**EXTRACTED TEXT:**
-- Start --
# Super-Low PAR Lighting for All-Day Viewing



## Eugine Thomas (3 May 2015)

My tank lights are on for 7 hours a day: I want them to be on for 16 hours a day (so I can see the fish all day long). Is there a way of doing this without creating algae? I was thinking of a super-low-par LED strip. Would this work? Where would I buy a waterproof one? Can anyone think of an alternative solution? Thanks.


----------



## zozo (3 May 2015)

Consider  even if you go realy low light, most fast growing types of (stem) plants will react to it and you will force them to make longer internodes. Fast growing plants react to a minimum of light, i first noticed this with a simple blooming plant in the house. It didnt realy want to bloom, it was growing and blooming at the same time in a strange form shooting long internodes between the flowers. After a while i noticed the powercord whit such a multiconnector that was near the plant had a lit red glowing switch on it. And that was the culprit and lit the plant at night, did put a piece of tape over it and the plant stoped growing and started fully blooming as should.
-- End --
**LISTED RECORDS:**
-- Start --
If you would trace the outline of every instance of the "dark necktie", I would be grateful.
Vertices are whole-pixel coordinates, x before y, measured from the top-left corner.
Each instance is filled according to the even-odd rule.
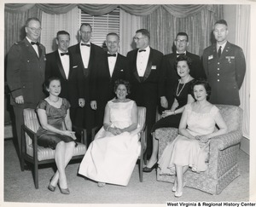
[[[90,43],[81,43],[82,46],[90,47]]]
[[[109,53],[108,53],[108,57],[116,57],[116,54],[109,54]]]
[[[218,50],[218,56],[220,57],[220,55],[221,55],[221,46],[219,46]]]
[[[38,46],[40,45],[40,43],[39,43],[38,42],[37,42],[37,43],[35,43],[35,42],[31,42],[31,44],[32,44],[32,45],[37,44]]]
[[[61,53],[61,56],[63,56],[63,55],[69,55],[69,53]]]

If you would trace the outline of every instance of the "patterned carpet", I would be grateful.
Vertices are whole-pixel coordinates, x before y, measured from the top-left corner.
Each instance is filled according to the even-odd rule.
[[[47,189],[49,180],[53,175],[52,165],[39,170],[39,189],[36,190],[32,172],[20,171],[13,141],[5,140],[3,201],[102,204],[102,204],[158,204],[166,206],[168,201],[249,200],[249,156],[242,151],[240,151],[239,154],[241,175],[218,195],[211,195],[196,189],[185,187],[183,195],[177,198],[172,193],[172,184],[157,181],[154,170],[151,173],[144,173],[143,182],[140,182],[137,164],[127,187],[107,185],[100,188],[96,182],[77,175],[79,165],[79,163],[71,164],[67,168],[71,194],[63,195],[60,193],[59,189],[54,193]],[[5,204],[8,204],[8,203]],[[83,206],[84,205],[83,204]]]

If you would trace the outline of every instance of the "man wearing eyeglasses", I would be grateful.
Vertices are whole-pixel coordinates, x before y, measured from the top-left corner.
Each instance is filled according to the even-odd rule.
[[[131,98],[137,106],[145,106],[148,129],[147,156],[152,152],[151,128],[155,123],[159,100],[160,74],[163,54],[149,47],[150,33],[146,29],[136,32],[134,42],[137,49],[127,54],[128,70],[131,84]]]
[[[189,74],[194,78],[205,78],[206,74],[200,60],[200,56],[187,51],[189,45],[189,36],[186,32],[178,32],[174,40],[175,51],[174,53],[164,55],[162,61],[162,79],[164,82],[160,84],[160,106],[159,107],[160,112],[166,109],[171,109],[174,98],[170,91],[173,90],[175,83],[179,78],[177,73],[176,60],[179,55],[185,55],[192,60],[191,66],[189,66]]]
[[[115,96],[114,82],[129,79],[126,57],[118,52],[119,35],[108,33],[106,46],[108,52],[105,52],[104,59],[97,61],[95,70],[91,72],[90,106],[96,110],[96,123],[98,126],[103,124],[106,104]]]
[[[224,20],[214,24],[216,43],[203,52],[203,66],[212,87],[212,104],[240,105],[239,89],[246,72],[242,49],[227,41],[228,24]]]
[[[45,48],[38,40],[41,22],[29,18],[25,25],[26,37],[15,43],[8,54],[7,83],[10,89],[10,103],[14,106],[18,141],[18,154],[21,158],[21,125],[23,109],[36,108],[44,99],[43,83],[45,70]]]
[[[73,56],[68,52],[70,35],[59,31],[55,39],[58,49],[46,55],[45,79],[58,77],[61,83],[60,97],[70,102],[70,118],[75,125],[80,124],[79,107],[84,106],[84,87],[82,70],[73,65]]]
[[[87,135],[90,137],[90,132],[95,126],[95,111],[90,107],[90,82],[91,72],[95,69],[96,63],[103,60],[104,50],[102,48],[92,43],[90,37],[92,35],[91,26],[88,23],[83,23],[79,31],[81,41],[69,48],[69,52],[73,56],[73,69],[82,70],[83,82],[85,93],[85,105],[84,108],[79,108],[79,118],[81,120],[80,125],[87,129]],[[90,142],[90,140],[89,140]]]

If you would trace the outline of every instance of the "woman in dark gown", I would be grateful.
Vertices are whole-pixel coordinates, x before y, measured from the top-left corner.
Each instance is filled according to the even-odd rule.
-- End --
**INSTRUCTIONS:**
**A)** Retype the aquarium lighting thread, beginning at the words "My tank lights" and stopping after "alternative solution? Thanks.".
**B)** Answer these questions from the aquarium lighting thread:
(i) For how many hours a day are Eugine Thomas's tank lights currently on?
(ii) What type of light strip was Eugine Thomas thinking of using?
(iii) What did zozo put over the glowing switch?
**C)** Write what comes next in the aquarium lighting thread, picking up after its last sentence.
The lines are separate material and not part of the aquarium lighting thread.

**EXERCISE RESULTS:**
**A)**
My tank lights are on for 7 hours a day: I want them to be on for 16 hours a day (so I can see the fish all day long). Is there a way of doing this without creating algae? I was thinking of a super-low-par LED strip. Would this work? Where would I buy a waterproof one? Can anyone think of an alternative solution? Thanks.

**B)**
(i) 7 hours
(ii) A super-low-par LED strip
(iii) A piece of tape

**C)**
Im using 21 watt smd 5050 led strip (3 x 7 watt 600 lum each) at the time above my tank. And that's not so much, brighter than a 30 watt TL but still. I also use a LED controller and my lights are never fully off. During the night i use about 4% RGB capicity. 1 % red, 2% green and 1% Blue, makes very dim white colored light with a slightly green touch to make the plants look more natural at night. Looks pretty neet. But i see my Elodea and myriophyllum brasiliensis do this. Making longer internodes which get shorter the more they reach the top of aquarium. So if you have stem plants and want to keep them bushy you might have a problem there.

What you could try to do is take some small led strips, with only 3 leds each in Warm White color. Depending on the lenght of your aquarium you can connect in series, say 3 leds p/12 inch and connect a dimable controller to it and play a litlle with it till you get the disered effect. 

Oh and yes you should buy IP65 or IP68 waterproof.. Not that 12 volts are that dangerous.. But it willl prevent oxidation in the connectors.


----------



## Rahms (3 May 2015)

zozo said:


> But i see my Elodea and myriophyllum brasiliensis do this. Making longer internodes which get shorter the more they reach the top of aquarium. So if you have stem plants and want to keep them bushy you might have a problem there.



This is what stems do in lowish light anyways, without night time illumination. Lower light means less dense growth, and light intensity increases towards the surface.


----------



## zozo (3 May 2015)

Rahms said:


> This is what stems do in lowish light anyways, without night time illumination. Lower light means less dense growth, and light intensity increases towards the surface.



Yup and i see them realy shoot towards the light, i have seen the myriophyllum brasiliensis growing 2 inches in 3 days, making longer internodes. 

Thursday last week.




Today




Realy rocketing.


----------



## tam (3 May 2015)

I've a grobeam 600 on 100% for 12 hours a day over a 70l tank, no algae but nearly 100% coverage of floating plants.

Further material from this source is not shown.